◆ Excerpted passage ◆
---

Install the Cluster¶
System and Network Requirements¶
Before installing the NVIDIA Run:ai cluster, validate that the system requirements and network requirements are met. Make sure you have the software artifacts prepared.
Once all the requirements are met, it is highly recommend to use the NVIDIA Run:ai cluster preinstall diagnostics tool to:
- Test the below requirements in addition to failure points related to Kubernetes, NVIDIA, storage, and networking
- Look at additional components installed and analyze their relevance to a successful installation
For more information, see preinstall diagnostics. To run the preinstall diagnostics tool, download the latest version, and run:
chmod +x ./preinstall-diagnostics-<platform> && \
./preinstall-diagnostics-<platform> \
--domain ${CONTROL_PLANE_FQDN} \
--cluster-domain ${CLUSTER_FQDN} \
#if the diagnostics image is hosted in a private registry
--image-pull-secret ${IMAGE_PULL_SECRET_NAME} \
--image ${PRIVATE_REGISTRY_IMAGE_URL}
Helm¶
NVIDIA Run:ai requires Helm 3.14 or later. To install Helm, see Installing Helm.
Permissions¶
A Kubernetes user with the cluster-admin
role is required to ensure a successful installation. For more information, see Using RBAC authorization.
Installation¶
Follow the steps below to add a new cluster.
Note
When adding a cluster for the first time, the New Cluster form automatically opens when you log in to the NVIDIA Run:ai platform. Other actions are prevented, until the cluster is created.
If this is your first cluster and you have completed the New Cluster form, start at step 3. Otherwise, start at step 1.

---

◆ Recorded data ◆
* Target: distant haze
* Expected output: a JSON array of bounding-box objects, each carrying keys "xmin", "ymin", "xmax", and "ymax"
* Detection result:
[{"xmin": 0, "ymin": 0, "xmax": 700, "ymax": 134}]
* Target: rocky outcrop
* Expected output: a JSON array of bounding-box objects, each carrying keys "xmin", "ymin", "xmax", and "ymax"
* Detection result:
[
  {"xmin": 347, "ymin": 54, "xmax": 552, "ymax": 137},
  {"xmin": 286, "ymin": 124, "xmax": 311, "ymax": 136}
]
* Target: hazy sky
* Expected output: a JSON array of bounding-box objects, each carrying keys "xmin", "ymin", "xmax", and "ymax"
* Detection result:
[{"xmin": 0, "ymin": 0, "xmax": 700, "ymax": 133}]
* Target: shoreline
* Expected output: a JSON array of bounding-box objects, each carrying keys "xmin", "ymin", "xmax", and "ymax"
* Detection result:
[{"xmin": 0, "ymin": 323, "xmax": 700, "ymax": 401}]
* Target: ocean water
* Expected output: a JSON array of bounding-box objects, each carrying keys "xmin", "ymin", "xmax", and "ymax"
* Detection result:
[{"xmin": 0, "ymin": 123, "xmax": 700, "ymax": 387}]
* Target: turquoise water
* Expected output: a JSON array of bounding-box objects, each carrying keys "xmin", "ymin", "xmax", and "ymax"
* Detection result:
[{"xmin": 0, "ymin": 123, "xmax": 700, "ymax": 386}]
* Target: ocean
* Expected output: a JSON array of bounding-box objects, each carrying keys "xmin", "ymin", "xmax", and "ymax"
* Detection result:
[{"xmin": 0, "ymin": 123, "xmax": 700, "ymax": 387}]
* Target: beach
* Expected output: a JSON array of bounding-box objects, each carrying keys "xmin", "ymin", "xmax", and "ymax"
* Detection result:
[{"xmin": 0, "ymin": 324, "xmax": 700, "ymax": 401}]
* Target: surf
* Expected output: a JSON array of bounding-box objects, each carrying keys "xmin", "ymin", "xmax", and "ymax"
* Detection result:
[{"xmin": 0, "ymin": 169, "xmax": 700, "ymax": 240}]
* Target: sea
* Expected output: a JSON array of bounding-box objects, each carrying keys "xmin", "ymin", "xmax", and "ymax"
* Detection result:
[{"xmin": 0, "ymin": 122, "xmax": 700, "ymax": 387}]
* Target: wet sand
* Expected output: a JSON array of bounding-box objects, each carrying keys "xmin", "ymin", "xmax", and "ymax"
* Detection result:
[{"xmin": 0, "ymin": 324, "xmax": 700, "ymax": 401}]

---

◆ Activity ◆
Answer these questions using the cluster installation page.
(a) Which Helm version does NVIDIA Run:ai require?
(b) Which role must the Kubernetes user have for a successful installation?
(c) At which step should you start if this is your first cluster and you have completed the New Cluster form?

◆ Output for this exercise ◆
(a) Helm 3.14 or later.
(b) The cluster-admin role.
(c) Step 3.